## Exercise prompt:
Copy out the material below word for word. Begin at the line that contains "out the bicycle" and stop after the last line of the material.

-- BEGIN --

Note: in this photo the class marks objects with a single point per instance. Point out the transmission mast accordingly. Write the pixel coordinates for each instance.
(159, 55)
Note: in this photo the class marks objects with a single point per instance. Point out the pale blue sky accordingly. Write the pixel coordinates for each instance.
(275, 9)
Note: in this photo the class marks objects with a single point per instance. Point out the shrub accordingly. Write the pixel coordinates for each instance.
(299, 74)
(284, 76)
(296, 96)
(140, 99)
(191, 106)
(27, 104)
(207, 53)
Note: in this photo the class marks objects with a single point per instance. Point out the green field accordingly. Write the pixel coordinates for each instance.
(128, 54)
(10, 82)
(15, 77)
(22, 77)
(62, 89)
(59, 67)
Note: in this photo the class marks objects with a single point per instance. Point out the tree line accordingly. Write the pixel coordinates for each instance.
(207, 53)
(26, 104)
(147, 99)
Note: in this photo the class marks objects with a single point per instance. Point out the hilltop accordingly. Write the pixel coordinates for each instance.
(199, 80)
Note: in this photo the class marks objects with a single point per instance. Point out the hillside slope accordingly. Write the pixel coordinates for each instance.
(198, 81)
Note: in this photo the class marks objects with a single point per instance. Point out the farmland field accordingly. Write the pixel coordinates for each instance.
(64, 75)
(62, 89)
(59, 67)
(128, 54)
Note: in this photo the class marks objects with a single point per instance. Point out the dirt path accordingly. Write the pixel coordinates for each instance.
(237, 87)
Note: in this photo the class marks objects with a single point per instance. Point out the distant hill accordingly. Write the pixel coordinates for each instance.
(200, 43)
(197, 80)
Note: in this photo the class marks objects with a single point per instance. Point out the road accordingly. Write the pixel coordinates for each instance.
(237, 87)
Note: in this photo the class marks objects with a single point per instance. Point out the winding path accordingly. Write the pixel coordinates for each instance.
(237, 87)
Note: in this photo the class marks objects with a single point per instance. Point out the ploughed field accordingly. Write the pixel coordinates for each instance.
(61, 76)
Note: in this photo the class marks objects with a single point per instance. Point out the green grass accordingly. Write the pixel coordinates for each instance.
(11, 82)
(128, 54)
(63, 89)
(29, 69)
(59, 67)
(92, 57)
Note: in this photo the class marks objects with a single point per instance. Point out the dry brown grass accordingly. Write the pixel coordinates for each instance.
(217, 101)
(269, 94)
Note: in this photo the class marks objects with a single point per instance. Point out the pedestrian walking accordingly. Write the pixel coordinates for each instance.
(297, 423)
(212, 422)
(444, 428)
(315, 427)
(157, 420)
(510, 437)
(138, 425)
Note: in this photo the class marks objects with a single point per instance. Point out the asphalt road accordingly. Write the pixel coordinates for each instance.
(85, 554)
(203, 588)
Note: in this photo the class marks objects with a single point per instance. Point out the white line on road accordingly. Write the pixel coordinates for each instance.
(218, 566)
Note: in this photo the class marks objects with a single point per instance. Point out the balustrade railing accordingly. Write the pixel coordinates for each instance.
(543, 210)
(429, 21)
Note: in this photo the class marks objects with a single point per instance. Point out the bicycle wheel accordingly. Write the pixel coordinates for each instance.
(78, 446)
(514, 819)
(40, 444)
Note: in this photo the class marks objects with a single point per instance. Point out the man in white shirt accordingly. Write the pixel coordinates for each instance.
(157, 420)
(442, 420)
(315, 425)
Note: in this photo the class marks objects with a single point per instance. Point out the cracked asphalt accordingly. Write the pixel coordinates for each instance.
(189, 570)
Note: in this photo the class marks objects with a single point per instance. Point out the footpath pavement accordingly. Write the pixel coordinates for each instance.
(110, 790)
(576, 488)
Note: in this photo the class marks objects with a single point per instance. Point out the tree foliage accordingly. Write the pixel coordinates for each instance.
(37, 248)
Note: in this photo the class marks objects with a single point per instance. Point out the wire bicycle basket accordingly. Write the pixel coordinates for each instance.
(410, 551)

-- END --

## Right answer:
Note: in this photo the class marks objects with a single point per instance. Point out the bicycle wheel accordingly. Write the pixel coordinates for each instance.
(78, 446)
(514, 819)
(40, 444)
Note: in this photo the class marks objects with a single point per instance. Point out the man in white shirt accordingly. Write the pixel coordinates for each instance.
(157, 420)
(442, 420)
(315, 425)
Note: in this photo the class marks objects with a single point per instance. Point out the cracked asphalt accordingly. Write the pixel coordinates for each instance.
(189, 570)
Note: in this photo the class marks objects with a single point per instance. Point out the footpath pavement accordingly. Write the pixel coordinates for each instance.
(110, 790)
(576, 488)
Note: in this photo the class marks objects with a single point per instance. Point out the tree foliage accordingly. Write the pixel coordinates for each instance.
(37, 248)
Note: in this photo the class marks objects with a single point per instance. Point out the wire bicycle basket accordingly. Write the pixel coordinates for each instance.
(410, 551)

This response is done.